## [PAGE EXCERPT]
United States Bankruptcy Court, Northern District of Mississippi
Oct 19, 2021
No. 19-15087-JDW (Bankr. N.D. Miss. Oct. 19, 2021)

Opinion

19-15087-JDW A.P. 20-01034-JDW

10-19-2021

In re: BECKY McCOLLUM, Debtor. v. DONALD NORRIS & ASSOCIATES, PLLC d/b/a STONEPOINT LEGAL GROUP, et al., Defendants. BECKY McCOLLUM, LOCKE D. BARKLEY, CHAPTER 13 TRUSTEE FOR THE BANKRUPTCY ESTATE OF BECKY McCOLLUM, Plaintiffs,


MEMORANDUM OPINION AND ORDER

Jason D. Woodard, Judge.

This matter comes before the Court on the Defendants' Joint Motion to Stay and Compel Arbitration or to Dismiss for Failure to State a Claim (the "Motion") filed by the defendants, Stonepoint Legal ("Stonepoint"), Donald Norris ("Norris"), Leigh Anne Cade ("Cade"), and Strategic Financial Solutions, LLC ("SFS") and the response filed by the plaintiff, Locke D. Barkley, Chapter 13 Trustee for the Bankruptcy Estate of Becky McCollum.

(A.P. Dkt. ## 120, 122, 124).

(A.P. Dkt. # 134).

I. JURISDICTION

This Court has jurisdiction pursuant to 28 U.S.C. §§ 151, 157(a) and 1334, and the United States District Court for the Northern District of Mississippi's Order of Reference of Bankruptcy Cases and Proceedings Nunc Pro Tunc dated August 6, 1984. This is a core proceeding as set forth in 28 U.S.C. § 157(b)(2)(A).

II. FINDINGS OF FACT

To the extent any of the findings of fact are considered conclusions of law, they are adopted as such, and vice versa.

## [TASKS TO CARRY OUT]
1 > For each statement about the bankruptcy court opinion above, answer yes or no and quote the words of the opinion that settle it. (a) Jason D. Woodard is the judge on the opinion. (b) The Court describes the matter as a non-core proceeding. (c) The Order of Reference cited for jurisdiction is dated August 6, 1984.
2 > According to the bankruptcy court opinion, who filed the response to the defendants' Motion?
3 > Write the next part of the bankruptcy court opinion, picking up after its last sentence.

## [SUPPLIED INFORMATION]

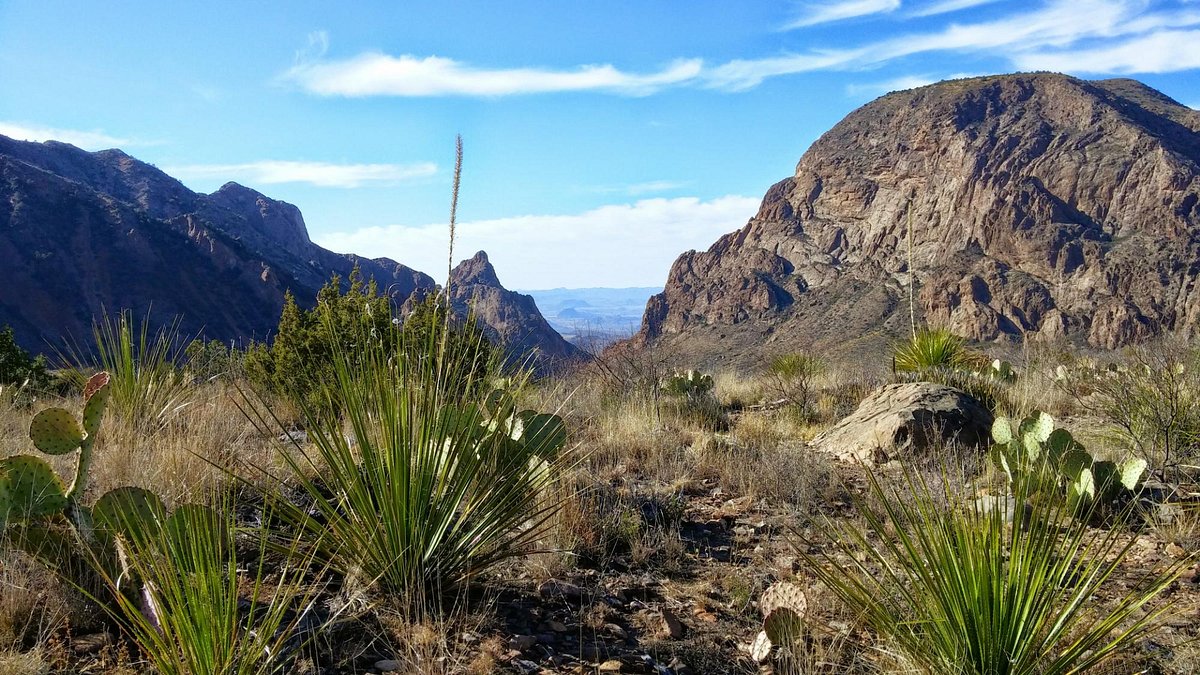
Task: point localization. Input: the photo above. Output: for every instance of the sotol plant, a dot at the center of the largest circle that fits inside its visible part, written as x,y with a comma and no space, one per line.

## [RESPONSES TO THE EXERCISE]
1 >
(a) Yes: "Jason D. Woodard, Judge."
(b) No: "This is a core proceeding as set forth in 28 U.S.C. § 157(b)(2)(A)."
(c) Yes: "Order of Reference of Bankruptcy Cases and Proceedings Nunc Pro Tunc dated August 6, 1984"

2 > Locke D. Barkley, Chapter 13 Trustee for the Bankruptcy Estate of Becky McCollum, filed the response.

3 >
The plaintiff filed the original complaint against Global Client Solutions ("GCS") and Stonepoint. Stonepoint answered the complaint. GCS instead filed a Motion to Dismiss or Alternatively, to Compel Arbitration and Stay or Dismiss the Case, requesting that Count VI, Breach of Fiduciary Duty be compelled to arbitration. The Court granted GCS's motion and dismissed Count VI. The claims against GCS have since been resolved.

(A.P. Dkt. # 1).

(A.P. Dkt. # 24).

(A.P. Dkt. # 6).

(A.P. Dkt. # 108, p. 1).

The plaintiff then filed a motion to amend the complaint to add multiple parties and new claims. The Court granted the motion, and the plaintiff amended her complaint to add Norris, Cade, and SFS and to add six new claims against all remaining defendants. The defendants then filed their Motion.In her response, the Trustee withdrew Count I as to Norris.

(A.P. Dkt. # 89).

(A.P. Dkt. # 104); (A.P. Dkt. # 108).

(A. P. Dkt. ## 120, 122, 124).

(A.P. Dkt. # 134, p. 2).

The plaintiff alleges, and the defendants admit, that prior to filing this bankruptcy case, the debtor engaged Stonepoint for debt relief services. Neither party disputes that the debtor signed an agreement with Stonepoint, which includes an arbitration provision, providing, in part:

(A.P. Dkt. # 1, ¶ 2; A.P. Dkt. # 5, ¶ 2; A.P. Dkt. # 108, ¶ 2; A.P. # 121, p. 3).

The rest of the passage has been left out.